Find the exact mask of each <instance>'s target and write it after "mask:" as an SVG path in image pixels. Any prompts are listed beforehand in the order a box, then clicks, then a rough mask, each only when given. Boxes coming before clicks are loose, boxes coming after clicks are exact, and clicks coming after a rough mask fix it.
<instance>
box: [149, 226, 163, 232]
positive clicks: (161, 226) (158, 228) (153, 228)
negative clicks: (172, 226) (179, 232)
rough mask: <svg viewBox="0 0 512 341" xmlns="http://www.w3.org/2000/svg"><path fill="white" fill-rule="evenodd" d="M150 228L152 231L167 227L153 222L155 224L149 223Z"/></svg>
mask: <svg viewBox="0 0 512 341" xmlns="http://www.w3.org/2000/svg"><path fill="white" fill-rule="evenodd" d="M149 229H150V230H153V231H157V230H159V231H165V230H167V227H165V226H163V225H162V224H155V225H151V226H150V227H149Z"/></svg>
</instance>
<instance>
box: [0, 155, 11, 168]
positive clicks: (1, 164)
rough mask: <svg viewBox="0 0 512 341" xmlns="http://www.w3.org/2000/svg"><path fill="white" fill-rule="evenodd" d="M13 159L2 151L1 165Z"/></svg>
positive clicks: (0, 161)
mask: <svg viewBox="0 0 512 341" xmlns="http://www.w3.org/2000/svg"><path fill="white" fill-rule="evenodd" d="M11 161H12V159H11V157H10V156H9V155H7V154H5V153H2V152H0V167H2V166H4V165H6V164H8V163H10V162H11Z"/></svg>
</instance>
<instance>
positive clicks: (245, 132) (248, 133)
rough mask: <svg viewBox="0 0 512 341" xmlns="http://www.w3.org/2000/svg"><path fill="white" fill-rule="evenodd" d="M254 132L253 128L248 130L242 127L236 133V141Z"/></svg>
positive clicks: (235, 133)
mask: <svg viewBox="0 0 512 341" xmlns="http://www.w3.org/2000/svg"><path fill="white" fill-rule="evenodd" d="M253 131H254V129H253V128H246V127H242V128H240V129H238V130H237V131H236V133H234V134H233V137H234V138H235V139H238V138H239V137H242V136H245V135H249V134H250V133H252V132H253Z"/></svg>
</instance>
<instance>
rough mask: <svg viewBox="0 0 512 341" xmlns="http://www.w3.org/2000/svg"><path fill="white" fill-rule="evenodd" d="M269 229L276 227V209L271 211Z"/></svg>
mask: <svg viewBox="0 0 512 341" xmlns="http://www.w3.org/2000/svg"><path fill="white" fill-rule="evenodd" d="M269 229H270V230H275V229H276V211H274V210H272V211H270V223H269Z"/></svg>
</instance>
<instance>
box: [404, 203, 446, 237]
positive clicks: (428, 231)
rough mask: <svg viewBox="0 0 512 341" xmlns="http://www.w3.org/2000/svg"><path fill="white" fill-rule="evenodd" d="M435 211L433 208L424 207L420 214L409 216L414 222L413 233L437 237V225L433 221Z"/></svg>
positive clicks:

REQUEST: Recast the listing above as a JSON array of strings, with one string for each line and blank lines omitted.

WRITTEN SOLUTION:
[
  "Find the exact mask of each <instance>'s target and write it after \"mask:\" as an SVG path in image pixels. Any prompts are listed beforehand in the order a box, then clicks, then a rough mask, each only when given. Boxes coming before clicks are loose, boxes coming after clicks are exact, and clicks coming after a rough mask fix it.",
  "<instance>",
  "box: [149, 226, 163, 232]",
  "positive clicks: (161, 226) (158, 228) (153, 228)",
  "negative clicks: (172, 226) (179, 232)",
  "rough mask: <svg viewBox=\"0 0 512 341\" xmlns=\"http://www.w3.org/2000/svg\"><path fill=\"white\" fill-rule=\"evenodd\" d=\"M150 228L152 231L167 227L153 222L155 224L149 223Z\"/></svg>",
  "mask: <svg viewBox=\"0 0 512 341\" xmlns=\"http://www.w3.org/2000/svg\"><path fill=\"white\" fill-rule=\"evenodd\" d=\"M149 229H150V230H153V231H157V230H159V231H165V230H167V227H165V226H163V225H162V224H155V225H151V226H150V227H149Z\"/></svg>",
  "</instance>",
  "<instance>",
  "box: [0, 155, 11, 168]",
  "positive clicks: (1, 164)",
  "rough mask: <svg viewBox=\"0 0 512 341\" xmlns=\"http://www.w3.org/2000/svg\"><path fill=\"white\" fill-rule=\"evenodd\" d=\"M13 159L2 151L1 165Z\"/></svg>",
  "positive clicks: (0, 161)",
  "mask: <svg viewBox=\"0 0 512 341\" xmlns=\"http://www.w3.org/2000/svg\"><path fill=\"white\" fill-rule=\"evenodd\" d=\"M11 161H12V159H11V157H10V156H9V155H7V154H5V153H2V152H0V167H2V166H4V165H6V164H8V163H10V162H11Z\"/></svg>",
  "</instance>",
  "<instance>",
  "positive clicks: (245, 132) (248, 133)",
  "rough mask: <svg viewBox=\"0 0 512 341\" xmlns=\"http://www.w3.org/2000/svg\"><path fill=\"white\" fill-rule=\"evenodd\" d=\"M254 132L253 128L248 130L242 127L236 133V141Z\"/></svg>",
  "positive clicks: (235, 133)",
  "mask: <svg viewBox=\"0 0 512 341\" xmlns=\"http://www.w3.org/2000/svg\"><path fill=\"white\" fill-rule=\"evenodd\" d=\"M253 131H254V129H253V128H246V127H242V128H240V129H238V130H237V131H236V133H234V134H233V137H234V138H235V139H238V138H239V137H242V136H245V135H249V134H250V133H252V132H253Z\"/></svg>",
  "</instance>",
  "<instance>",
  "rough mask: <svg viewBox=\"0 0 512 341\" xmlns=\"http://www.w3.org/2000/svg\"><path fill=\"white\" fill-rule=\"evenodd\" d=\"M269 229L276 227V209L271 211Z\"/></svg>",
  "mask: <svg viewBox=\"0 0 512 341\" xmlns=\"http://www.w3.org/2000/svg\"><path fill=\"white\" fill-rule=\"evenodd\" d=\"M269 229H270V230H275V229H276V211H274V210H272V211H270V223H269Z\"/></svg>",
  "</instance>",
  "<instance>",
  "box: [404, 203, 446, 237]",
  "positive clicks: (428, 231)",
  "rough mask: <svg viewBox=\"0 0 512 341\" xmlns=\"http://www.w3.org/2000/svg\"><path fill=\"white\" fill-rule=\"evenodd\" d=\"M435 211L433 208L424 207L420 214L409 216L414 222L413 233L437 237V225L433 221Z\"/></svg>",
  "positive clicks:"
]